══ EXTRACTED RECORDS ══

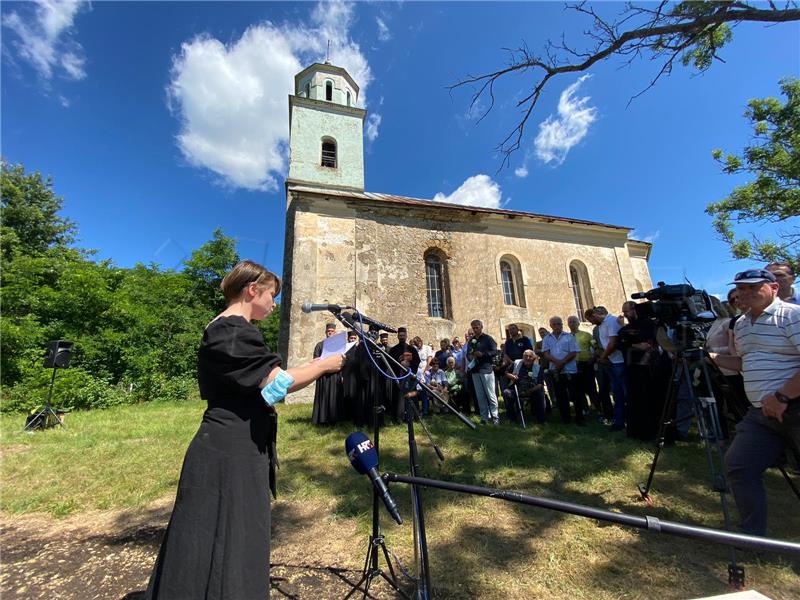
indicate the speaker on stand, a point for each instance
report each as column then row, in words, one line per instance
column 59, row 353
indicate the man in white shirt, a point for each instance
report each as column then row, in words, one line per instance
column 612, row 361
column 767, row 340
column 560, row 349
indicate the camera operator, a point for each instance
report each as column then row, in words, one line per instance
column 767, row 346
column 526, row 375
column 643, row 376
column 560, row 349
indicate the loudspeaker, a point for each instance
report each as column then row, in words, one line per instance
column 58, row 354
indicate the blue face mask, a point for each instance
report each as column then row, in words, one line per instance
column 276, row 390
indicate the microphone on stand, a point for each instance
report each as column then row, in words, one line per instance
column 364, row 458
column 309, row 307
column 357, row 317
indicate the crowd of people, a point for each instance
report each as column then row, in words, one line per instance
column 621, row 373
column 220, row 524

═══

Reproduce every line of the rows above word for word, leaving the pictures out.

indicate the speaker on stand, a point for each instance
report each as column then row, in words, one line per instance
column 59, row 353
indicate the man in white shirt, a point for each instance
report each as column then row, in words, one line per instance
column 612, row 361
column 767, row 340
column 560, row 349
indicate the camera operator, a point for each instance
report each as column then row, in words, one line per instance
column 767, row 346
column 526, row 375
column 643, row 376
column 560, row 349
indicate the loudspeaker, a point for each instance
report each as column then row, in words, one line per instance
column 58, row 354
indicate the blue face mask, a point for each instance
report each as column then row, in words, one line per instance
column 276, row 390
indicate the microphone on stand, a point for each instance
report each as column then row, in words, one line per instance
column 364, row 458
column 309, row 307
column 357, row 317
indicate the crowd of people, a point for each instance
report each as column then row, in words, one line per instance
column 621, row 373
column 220, row 524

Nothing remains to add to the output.